§ **PASSAGE GIVEN**
= Direct coupling =

Conductive electrical connection

In electronics, direct coupling or DC coupling (also called conductive coupling and galvanic coupling) is the transfer of electrical energy by means of physical contact via a conductive medium, in contrast to inductive coupling and capacitive coupling. It is a way of interconnecting two circuits such that, in addition to transferring the AC signal (or information), the first circuit also provides DC bias to the second. Thus, DC blocking capacitors are not used or needed to interconnect the circuits. Conductive coupling passes the full spectrum of frequencies including direct current.

Such coupling may be achieved by a wire, resistor, or common terminal, such as a binding post or metallic bonding.

==DC bias==
The provision of DC bias only occurs in a group of circuits that forms a single unit, such as an op-amp. Here the internal units or portions of the op-amp (like the input stage, voltage gain stage, and output stage) will be direct coupled and will also be used to set up the bias conditions inside the op-amp (the input stage will also supply the input bias to the voltage gain stage, for example). However, when two op-amps are directly coupled the first op-amp will supply any bias to the nextany DC at its output will form the input for the next. The resulting output of the second op-amp now represents an offset error if it is not the intended one.

==Uses==
This technique is used by default in circuits like IC op-amps, since large coupling capacitors cannot be fabricated on-chip. That said, some discrete circuits (such as power amplifiers) also employ direct coupling to cut cost and improve low frequency performance.

§ **RAW RECORDS**
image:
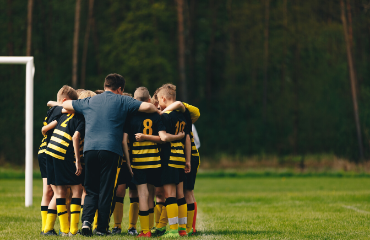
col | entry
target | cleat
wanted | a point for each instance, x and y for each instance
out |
(86, 229)
(132, 231)
(116, 230)
(182, 232)
(171, 234)
(142, 234)
(158, 231)
(51, 233)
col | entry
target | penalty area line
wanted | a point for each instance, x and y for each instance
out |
(356, 209)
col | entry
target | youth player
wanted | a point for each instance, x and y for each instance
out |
(65, 93)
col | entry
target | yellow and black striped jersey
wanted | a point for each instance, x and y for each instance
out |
(61, 145)
(172, 153)
(144, 154)
(54, 113)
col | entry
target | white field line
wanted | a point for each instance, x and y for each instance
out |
(356, 209)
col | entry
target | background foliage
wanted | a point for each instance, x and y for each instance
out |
(308, 98)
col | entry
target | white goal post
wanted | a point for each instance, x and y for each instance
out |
(30, 71)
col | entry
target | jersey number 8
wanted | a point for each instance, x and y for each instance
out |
(148, 127)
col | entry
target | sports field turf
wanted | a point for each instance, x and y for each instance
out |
(237, 208)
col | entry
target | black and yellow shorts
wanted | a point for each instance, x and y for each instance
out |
(65, 172)
(190, 177)
(124, 176)
(50, 170)
(42, 164)
(171, 175)
(149, 175)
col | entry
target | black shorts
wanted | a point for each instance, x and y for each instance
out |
(42, 164)
(65, 172)
(50, 170)
(190, 177)
(172, 175)
(124, 176)
(149, 175)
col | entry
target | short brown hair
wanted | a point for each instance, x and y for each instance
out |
(168, 90)
(99, 91)
(67, 92)
(113, 81)
(86, 93)
(142, 94)
(126, 94)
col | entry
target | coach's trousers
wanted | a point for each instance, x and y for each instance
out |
(101, 173)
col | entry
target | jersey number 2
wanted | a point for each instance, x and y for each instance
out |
(148, 127)
(64, 124)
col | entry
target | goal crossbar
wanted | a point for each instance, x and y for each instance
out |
(29, 121)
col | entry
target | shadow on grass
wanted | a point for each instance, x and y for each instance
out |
(231, 232)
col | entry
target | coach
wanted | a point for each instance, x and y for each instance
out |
(105, 115)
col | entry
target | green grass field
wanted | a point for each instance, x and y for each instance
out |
(237, 208)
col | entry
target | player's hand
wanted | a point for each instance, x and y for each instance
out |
(140, 137)
(78, 168)
(187, 167)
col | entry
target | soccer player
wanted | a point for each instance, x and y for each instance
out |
(175, 163)
(105, 115)
(191, 114)
(53, 113)
(146, 162)
(64, 94)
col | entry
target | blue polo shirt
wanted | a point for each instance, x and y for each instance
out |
(105, 115)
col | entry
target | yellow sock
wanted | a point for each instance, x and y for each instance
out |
(163, 220)
(75, 214)
(133, 213)
(189, 225)
(50, 220)
(157, 212)
(172, 213)
(183, 213)
(151, 218)
(44, 215)
(144, 221)
(118, 212)
(63, 215)
(95, 224)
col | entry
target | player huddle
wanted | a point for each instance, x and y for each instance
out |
(101, 143)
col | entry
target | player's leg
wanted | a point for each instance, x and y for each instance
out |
(133, 213)
(109, 164)
(61, 192)
(118, 209)
(183, 209)
(75, 208)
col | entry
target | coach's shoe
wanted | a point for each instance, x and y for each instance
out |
(132, 231)
(142, 234)
(182, 232)
(157, 232)
(171, 234)
(86, 229)
(116, 230)
(51, 233)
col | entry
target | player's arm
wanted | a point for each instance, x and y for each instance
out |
(126, 152)
(76, 148)
(49, 127)
(52, 104)
(187, 153)
(175, 106)
(146, 107)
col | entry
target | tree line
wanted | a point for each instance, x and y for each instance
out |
(270, 77)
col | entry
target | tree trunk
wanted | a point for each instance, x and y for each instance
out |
(29, 27)
(86, 43)
(75, 44)
(181, 39)
(352, 79)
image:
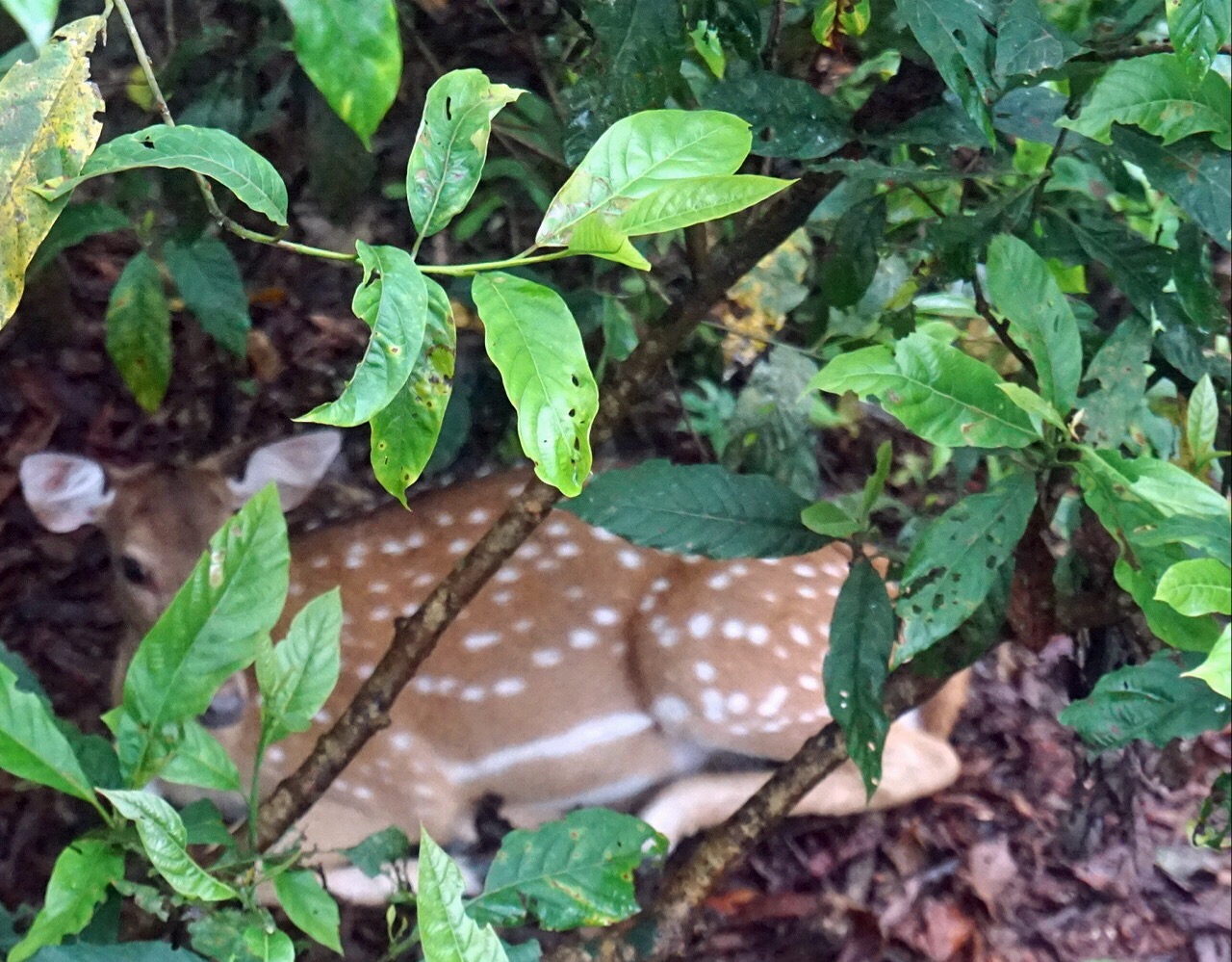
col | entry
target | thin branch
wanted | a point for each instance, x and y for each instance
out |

§ **TO-DO LIST**
1. Can you reproduce the stretch of the direct coupling article from "In electronics, direct" through "or metallic bonding."?
2. Which internal portions of an op-amp does the direct coupling article name as being direct coupled?
3. Would you continue the direct coupling article from where it stops?
The items aren't needed for any of this.

§ **RESPONSES TO THE EXERCISE**
1.
In electronics, direct coupling or DC coupling (also called conductive coupling and galvanic coupling) is the transfer of electrical energy by means of physical contact via a conductive medium, in contrast to inductive coupling and capacitive coupling. It is a way of interconnecting two circuits such that, in addition to transferring the AC signal (or information), the first circuit also provides DC bias to the second. Thus, DC blocking capacitors are not used or needed to interconnect the circuits. Conductive coupling passes the full spectrum of frequencies including direct current.

Such coupling may be achieved by a wire, resistor, or common terminal, such as a binding post or metallic bonding.

2.
- input stage
- voltage gain stage
- output stage

3.
==Offset error==
One advantage or disadvantage (depending on application) of direct coupling is that any DC at the input appears as a valid signal to the system, and so it will be transferred from the input to the output (or between two directly coupled circuits). If this is not a desired result, then the term used for the output signal is output offset error, and the corresponding input signal is known as input offset error.

===Error correction===
Temperature drift and device mismatches are the major causes of offset errors, and circuits employing direct coupling often integrate offset nulling mechanisms. Some circuits (like power amplifiers) even use coupling capacitors—except that these are present only at the input (and/or output) of the whole system but not between the individual circuit units inside the system.

==Advantages==
The advantage of direct coupling is very good low frequency response, often from DC to the highest operating frequency that the system will allow. All applications that require monitoring of slowly changing signals (such as those from thermistors, thermocouples, strain gages, etc.) must have a very good DC amplification with minimum offset errors and hence they must be directly coupled throughout, and have offset correction or trimming incorporated into them.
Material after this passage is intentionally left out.